Information shown below:
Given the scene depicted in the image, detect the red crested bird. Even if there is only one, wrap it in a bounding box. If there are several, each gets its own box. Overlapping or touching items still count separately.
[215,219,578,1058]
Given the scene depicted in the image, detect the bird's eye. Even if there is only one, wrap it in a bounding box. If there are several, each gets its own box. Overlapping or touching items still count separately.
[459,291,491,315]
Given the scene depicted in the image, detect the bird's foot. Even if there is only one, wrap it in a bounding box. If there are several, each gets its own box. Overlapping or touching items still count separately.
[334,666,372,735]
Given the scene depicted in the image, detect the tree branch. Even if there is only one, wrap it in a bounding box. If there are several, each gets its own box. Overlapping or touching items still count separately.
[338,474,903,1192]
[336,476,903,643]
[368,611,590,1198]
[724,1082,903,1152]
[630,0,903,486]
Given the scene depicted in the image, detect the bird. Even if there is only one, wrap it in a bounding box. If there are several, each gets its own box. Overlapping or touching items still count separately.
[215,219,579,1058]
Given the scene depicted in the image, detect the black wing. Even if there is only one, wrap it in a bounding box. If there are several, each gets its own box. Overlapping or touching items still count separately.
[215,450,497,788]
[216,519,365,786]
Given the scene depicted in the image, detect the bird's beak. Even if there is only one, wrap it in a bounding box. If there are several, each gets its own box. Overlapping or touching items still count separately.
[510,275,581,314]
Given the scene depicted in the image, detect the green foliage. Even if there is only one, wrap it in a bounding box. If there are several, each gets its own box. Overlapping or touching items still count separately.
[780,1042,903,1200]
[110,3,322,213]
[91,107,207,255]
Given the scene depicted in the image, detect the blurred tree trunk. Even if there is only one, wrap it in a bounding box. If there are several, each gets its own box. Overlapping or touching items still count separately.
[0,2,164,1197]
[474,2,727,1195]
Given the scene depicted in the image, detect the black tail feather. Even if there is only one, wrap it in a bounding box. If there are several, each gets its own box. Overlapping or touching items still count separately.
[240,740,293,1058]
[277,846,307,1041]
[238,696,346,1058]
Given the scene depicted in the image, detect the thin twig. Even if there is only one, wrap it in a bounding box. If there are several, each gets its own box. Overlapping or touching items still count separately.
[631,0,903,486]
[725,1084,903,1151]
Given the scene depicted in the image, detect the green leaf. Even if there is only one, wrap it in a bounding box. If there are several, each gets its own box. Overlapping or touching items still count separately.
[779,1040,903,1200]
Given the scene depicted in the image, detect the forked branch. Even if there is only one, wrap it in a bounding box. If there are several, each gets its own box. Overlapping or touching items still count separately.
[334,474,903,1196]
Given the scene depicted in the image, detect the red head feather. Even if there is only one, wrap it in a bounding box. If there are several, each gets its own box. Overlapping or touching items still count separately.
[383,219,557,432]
End of Information shown.
* [What needs to be done]: Word for word, quote all of the data above.

* [Result of this task]:
Given the scene depicted in the image, detect the red crested bird. Even if there is only one, wrap it in a bounding box. If there are several, each gets its own box. Overlapping or touching items still count separately.
[215,219,578,1058]
Given the scene depicted in the image, detect the bird's eye. Even if there is only one, wrap it in a bounding box. If there are several, each gets its own box. Overlapping or touching items still count separately.
[459,291,491,315]
Given the scene depicted in the image, detect the bird's foot. Even if there is only one, wrap it in a bounding box. If there are several, each gets its own box. Overlapping or touching items still count separately.
[334,666,372,735]
Given the scene depicted in the image, detect the tree branch. Even if there is only one, wrap it in a bounding box. If there are several, each gets its own box. Overlapping or touching items still count separately.
[338,474,903,1192]
[336,476,903,643]
[368,611,590,1198]
[724,1082,903,1152]
[630,0,903,486]
Given the scene depicted in the image, detect the bird. Even if there is only one, wrap it in a bounding box. If there are several, each gets its own box. Overlapping or touching items still count separately.
[215,219,579,1058]
Given the scene depicted in the image, detect the black wing. Even if there is only one, wrap it in a bounding box. If there are several, each gets its own box. Overlapping or touching items still count separately.
[215,450,497,788]
[216,519,365,786]
Given the scene depicted in the image, detect the bird's beak. Even if there is only one, wrap it in a bounding box. If there are several, each gets its own box. Overlapping or touching items still count separately.
[510,275,581,314]
Given the scene depicted in the image, detect the green foliage. Even if there is only one, wrap it in a bounding box. If there are several, each gets its own box. Overlapping or touching items still count separately.
[780,1042,903,1200]
[110,3,322,213]
[91,107,207,255]
Given the scene depicted in the image, detect the blurred tree trunk. Even if there is only one, wrap it in a bounding box. If there are several, each gets its own box. Overlapping or touching items still count separately.
[0,2,164,1197]
[474,2,727,1195]
Given the scene depicted in the image, detect the black tail feather. Even if there is only one, wrap it in a bounding box. If there are several, each gets its own box. Overlapping or touching items still count separately.
[240,740,293,1058]
[277,846,307,1041]
[238,696,346,1058]
Given the scene depicted in the image, detect the thin twig. Even if there is only one, wrap it in a bounding box. If there are several, each gets its own box. Overlapping or touching items still count separately.
[631,0,903,486]
[725,1084,903,1151]
Given the scene depicted in the image, detect the green leaf. Even if there is only one, wrap it in a bounding box. If there are several, each gets its own box. Overlapping or touching items still count separately.
[779,1040,903,1200]
Given the scene depicted in the image, detect the forked branch. Even if there is only one, wrap it in a bounding box. If there are several, each gets its own box. Overlapping or touching items still count separately.
[334,474,903,1196]
Given the scene depicted in the image, detect the red head feather. Even if there is only one, wrap it in a bounding box. If there are several, each gets its own box. Overlapping or touching items still count separately.
[383,219,557,432]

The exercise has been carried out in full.